## COMPLETE THE FOLLOWING
a: In the court opinion, what reason does the defendant give for pushing Mr. Gomez over the bridge railing into the moat? Answer in one to three sentences.
b: Name every judge mentioned by name in the court opinion.

## EXTRACTED TEXT
*****

Opinion
No. 12311.
November 9, 1981.
APPEAL FROM TWENTY-FIFTH JUDICIAL DISTRICT COURT, PARISH OF PLAQUEMINES, NO. 21-264, DIVISION "B", STATE OF LOUISIANA, HONORABLE EUGENE E. LEON, JR., J.
Martin E. Regan, Jr., New Orleans, for appellant.
David J. Hebert, Marrero, for appellee.
Before REDMANN, SCHOTT and KLEES, JJ.
On July 4, 1978, the plaintiff and the defendant and members of their respective families were at Fort Jackson located in Plaquemines Parish, Louisiana celebrating Independence Day. About 6:00 P.M. a fist fight broke out between the defendant's sixteen year old son and another young man while they were standing on a bridge. Mr. Camille Gomez, the maintenance superintendent at the park attempted to break up the fight and while doing so was thrown over the bridge into the muddy moat below by a man he later identified as the defendant.
It was after Mr. Gomez was thrown over the bridge that the plaintiff Coludrovich came into the picture. He was a Plaquemines Parish Sheriff's Deputy on 24 hour call and was not in uniform on this day. When he heard that there was a fight and someone was thrown into the moat he ran to his police car and called for assistance. At trial, the plaintiff testified that he approached the defendant, who knew him for years and knew that he was a police officer. He asked what was the trouble as the defendant was "cussing and raising cane" and the defendant attacked him and beat his head against the brick floor two or three times causing serious injuries to his inner ear. While the defendant was on top of the plaintiff, he stated that he told him that the was under arrest.
The defendant presented a much different version of the facts. He admits that he did push Mr. Gomez over the bridge railing into the moat but that he did so only because he thought Mr. Gomez was attacking him. He stated that he only punched him slightly and that if Mr. Gomez had not been drunk he would not have fallen over. However, he could produce no evidence to prove that Mr. Gomez was drunk other than his own self-serving statement.
The defendant also claims that he went to apologize to Mr. Gomez and while doing so he was hit on the head from behind. He became enraged and while in this condition was approached from the side by plaintiff who he knew for years and knew he was a police officer. Finally, he claimed that as the plaintiff grabbed him he retaliated believing that the plaintiff was someone attempting to harm him.
The only issue raised in this appeal is whether the defendant Hess used more force than was reasonably necessary in selfdefense. The trial judge found that defendant used unnecessary force and we agree.

*****

## LISTING
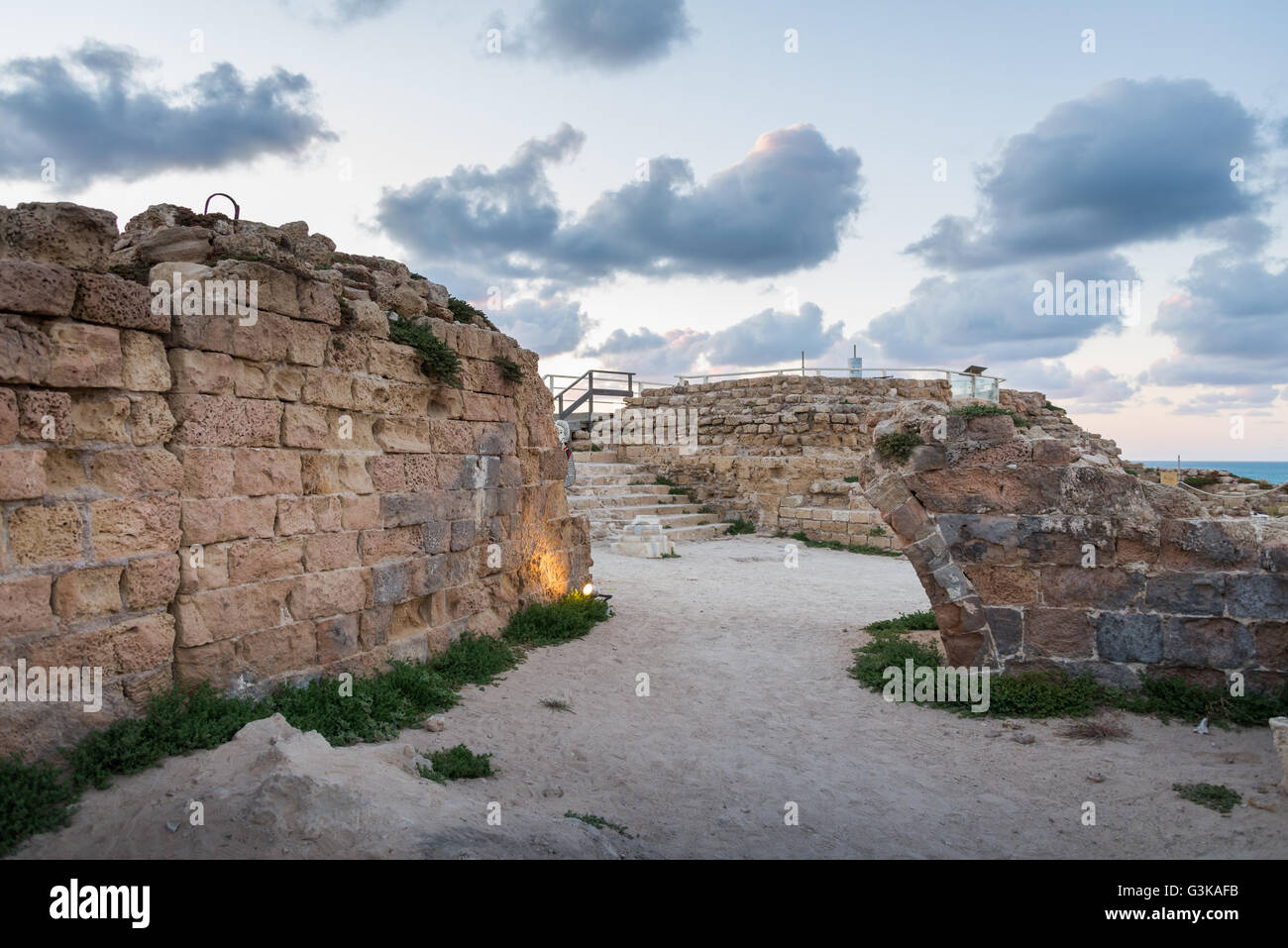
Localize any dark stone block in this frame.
[1225,574,1288,618]
[984,608,1024,658]
[1096,612,1163,665]
[1145,574,1225,616]
[1163,617,1256,669]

*****

## SOLUTIONS TO THE EXERCISE
a: The defendant says he pushed Mr. Gomez over the railing only because he thought Mr. Gomez was attacking him. He also claims that he punched Mr. Gomez only slightly and that Mr. Gomez would not have fallen over if he had not been drunk.

b:
- Eugene E. Leon, Jr.
- Redmann
- Schott
- Klees